EXTRACTED TEXT:
* * * * *

Introduction to Intel Assembly Language for x86 Processors

 
Introduction to Assembly
 
Here we have a brief introduction to Intel
Assembly Language
This is the assembly language developed for the
Intel 8086 processor, which continues to be the
basis for all x86/Pentium/iCore processors
CISC instruction set
Special purpose register set
8 and 16 bit operations initially, expanded to 32 and
64 bit operations for Pentium
Memory-register and register-register operations
available, several addressing modes including many
implied addresses
 
Instruction Format
 
[name/label]  [mnemonic] [operands] [;comments]
Operands are either literals, variables/constants,  or registers
Number of operands depends on type of instruction,
range from 0 to 2
Examples:
mov eax, ebx – 2 operands, source and destination
mov eax, 5 – one operand is a literal
mov y, eax – memory to register movement
add eax, 5 – 2 operands for add
mul value – 1 operand for mul, other operand is eax
nop – no operands for the no-op instruction
je location – 1 operand with comparison implied to be a flag
 
Literals and Variables
 
Literals require that the type of
value be specified by following the
value with one of the following:
D, d for decimal (the default)
H, h for hexadecimal
Q, q for octal
b for binary
Strings are placed in ‘ ’ or “ ” marks
Examples:
10101011b
0Ah
35
‘hello’
“goodbye”
 
We will define all
assembly code within
C/C++ programs so we
will declare all variables
in C/C++ code
int is 32 bit
short is 16 bit
char is 8 bit
We must insure that we
place the datum into the
right sized register (see
next slide)
 
Registers
 
14 registers, all special purpose
4 data registers
EAX – accumulator
EAX is an implied register in the Mul and Div instructions
EBX – base counter
used for addressing, particularly when dealing with arrays and strings
EBX can be used as a data register when not used for addressing
ECX – counter
implicitly used in loop instructions
in non-looping instructions, can be used as a data register
EDX – data register
used for In and Out instructions (input, output), also used to store partial
results of Mul and Div operations
in other cases, can be used as a data register
Register sizes:
_X – 16 bits (e.g., AX, BX)
 _H and _L –8 bits (high and low end of _X registers)
E_X – 32 bits (extends the _X registers to 32 bits)
 
Other Registers
 
Other registers can not be used for data but have
specific uses
Segment registers point to different segments in memory
SS – stack
CS – code
DS – data
ES – extra (used as a base pointer for variables)

* * * * *

(Some records)
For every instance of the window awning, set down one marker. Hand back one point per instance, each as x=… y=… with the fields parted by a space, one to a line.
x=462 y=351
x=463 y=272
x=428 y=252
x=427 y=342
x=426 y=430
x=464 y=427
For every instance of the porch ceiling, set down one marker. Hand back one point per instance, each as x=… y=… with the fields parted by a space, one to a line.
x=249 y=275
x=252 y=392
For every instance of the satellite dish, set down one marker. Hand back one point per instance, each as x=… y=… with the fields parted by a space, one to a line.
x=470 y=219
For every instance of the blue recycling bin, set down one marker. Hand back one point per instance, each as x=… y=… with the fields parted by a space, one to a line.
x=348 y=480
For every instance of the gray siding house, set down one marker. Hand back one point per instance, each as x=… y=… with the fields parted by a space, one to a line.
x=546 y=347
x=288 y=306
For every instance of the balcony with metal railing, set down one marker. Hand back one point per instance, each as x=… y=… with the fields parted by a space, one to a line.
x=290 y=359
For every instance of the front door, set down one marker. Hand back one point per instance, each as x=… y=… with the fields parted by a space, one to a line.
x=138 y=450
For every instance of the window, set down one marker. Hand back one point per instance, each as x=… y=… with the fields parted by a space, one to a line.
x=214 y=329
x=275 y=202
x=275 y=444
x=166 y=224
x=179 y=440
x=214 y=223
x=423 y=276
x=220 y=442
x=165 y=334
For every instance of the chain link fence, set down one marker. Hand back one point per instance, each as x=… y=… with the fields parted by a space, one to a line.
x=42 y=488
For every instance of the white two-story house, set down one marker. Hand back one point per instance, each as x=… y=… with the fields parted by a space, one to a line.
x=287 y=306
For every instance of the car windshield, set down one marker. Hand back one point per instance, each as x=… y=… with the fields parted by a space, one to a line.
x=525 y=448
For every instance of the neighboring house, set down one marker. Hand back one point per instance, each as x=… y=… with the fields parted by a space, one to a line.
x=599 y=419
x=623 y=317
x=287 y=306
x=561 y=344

* * * * *

TASK SET:
- A) Please copy out word for word the part of the Intel assembly text from "Other registers can" to "pointer for variables)".
- B) According to the Intel assembly text, which register is implicitly used in loop instructions?

OUTPUTS FOR THE TASKS:
- A)
Other registers can not be used for data but have
specific uses
Segment registers point to different segments in memory
SS – stack
CS – code
DS – data
ES – extra (used as a base pointer for variables)

- B) ECX, the counter register.